▸ Required task
Copy each of the rows below word for word, keeping the lines in their original order and changing nothing.

▸ Exercise material

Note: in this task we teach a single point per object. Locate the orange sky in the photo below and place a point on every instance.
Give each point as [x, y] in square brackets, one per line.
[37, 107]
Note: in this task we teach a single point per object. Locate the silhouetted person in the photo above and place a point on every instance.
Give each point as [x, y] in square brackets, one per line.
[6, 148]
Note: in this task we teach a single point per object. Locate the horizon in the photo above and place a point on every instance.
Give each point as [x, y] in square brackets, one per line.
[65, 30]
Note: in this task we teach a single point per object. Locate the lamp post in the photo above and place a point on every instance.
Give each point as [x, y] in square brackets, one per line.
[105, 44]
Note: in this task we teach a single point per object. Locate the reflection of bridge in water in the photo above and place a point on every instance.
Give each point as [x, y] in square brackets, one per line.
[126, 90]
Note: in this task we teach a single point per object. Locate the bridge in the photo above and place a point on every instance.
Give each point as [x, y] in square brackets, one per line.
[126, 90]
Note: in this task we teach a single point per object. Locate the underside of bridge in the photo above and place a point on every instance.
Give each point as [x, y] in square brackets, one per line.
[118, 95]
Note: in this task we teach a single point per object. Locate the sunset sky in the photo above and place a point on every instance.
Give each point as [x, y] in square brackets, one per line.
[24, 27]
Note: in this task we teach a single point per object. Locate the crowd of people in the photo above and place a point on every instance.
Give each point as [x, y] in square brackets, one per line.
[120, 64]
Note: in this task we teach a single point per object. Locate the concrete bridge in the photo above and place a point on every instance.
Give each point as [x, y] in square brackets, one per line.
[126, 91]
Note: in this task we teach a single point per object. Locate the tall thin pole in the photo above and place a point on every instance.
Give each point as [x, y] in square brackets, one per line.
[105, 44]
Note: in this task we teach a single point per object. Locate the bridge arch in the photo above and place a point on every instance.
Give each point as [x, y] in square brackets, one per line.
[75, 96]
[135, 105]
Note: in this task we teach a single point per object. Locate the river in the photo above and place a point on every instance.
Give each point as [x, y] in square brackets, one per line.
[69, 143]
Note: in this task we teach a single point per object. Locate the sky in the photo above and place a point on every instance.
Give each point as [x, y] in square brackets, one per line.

▸ Written answer
Note: in this task we teach a single point per object. Locate the orange sky in the photo below and place a point on every instance.
Give each point as [x, y] in square brackets, one per line.
[37, 107]
Note: in this task we teach a single point per object. Locate the silhouetted person in the photo above and place a point on every instance.
Give each point as [x, y] in square brackets, one per line.
[6, 148]
Note: in this task we teach a single point per object. Locate the horizon in the photo above and place a point on every instance.
Give each point as [x, y] in square brackets, one per line.
[65, 30]
Note: in this task we teach a single point per object. Locate the lamp post in the photo above and place a point on every instance.
Give each point as [x, y] in square brackets, one per line.
[105, 44]
Note: in this task we teach a single point per object. Locate the reflection of bridge in water in the photo above and place a point on every instance.
Give each point as [x, y] in square brackets, one per line.
[126, 90]
Note: in this task we teach a single point per object. Locate the bridge in the photo above and place a point on every instance.
Give each point as [x, y] in square brackets, one per line.
[126, 90]
Note: in this task we teach a single point per object. Locate the underside of bridge in the photo above and place a point on every instance.
Give each point as [x, y] in square brackets, one per line.
[118, 95]
Note: in this task we teach a single point per object. Locate the sunset sky in the photo above and place a point on every instance.
Give each point as [x, y] in square brackets, one per line.
[24, 27]
Note: in this task we teach a single point per object. Locate the crowd of people in the photo above and place a point on every instance.
Give each point as [x, y] in square brackets, one per line.
[120, 64]
Note: in this task we teach a single point per object. Locate the concrete bridge in the photo above and place a point on every instance.
Give each point as [x, y] in square brackets, one per line.
[126, 91]
Note: in this task we teach a single point per object. Locate the tall thin pole in the photo above and place a point on every instance.
Give each point as [x, y] in square brackets, one per line.
[105, 44]
Note: in this task we teach a single point per object. Locate the bridge arch in the photo above and place a point on every instance.
Give each point as [x, y] in square brackets, one per line.
[75, 96]
[135, 105]
Note: in this task we teach a single point per object. Locate the river in the photo above and place a point on every instance.
Give each point as [x, y] in square brackets, one per line.
[69, 143]
Note: in this task we teach a single point per object. Locate the sky in the photo above and place a point on every instance.
Give each point as [x, y] in square brackets, one per line.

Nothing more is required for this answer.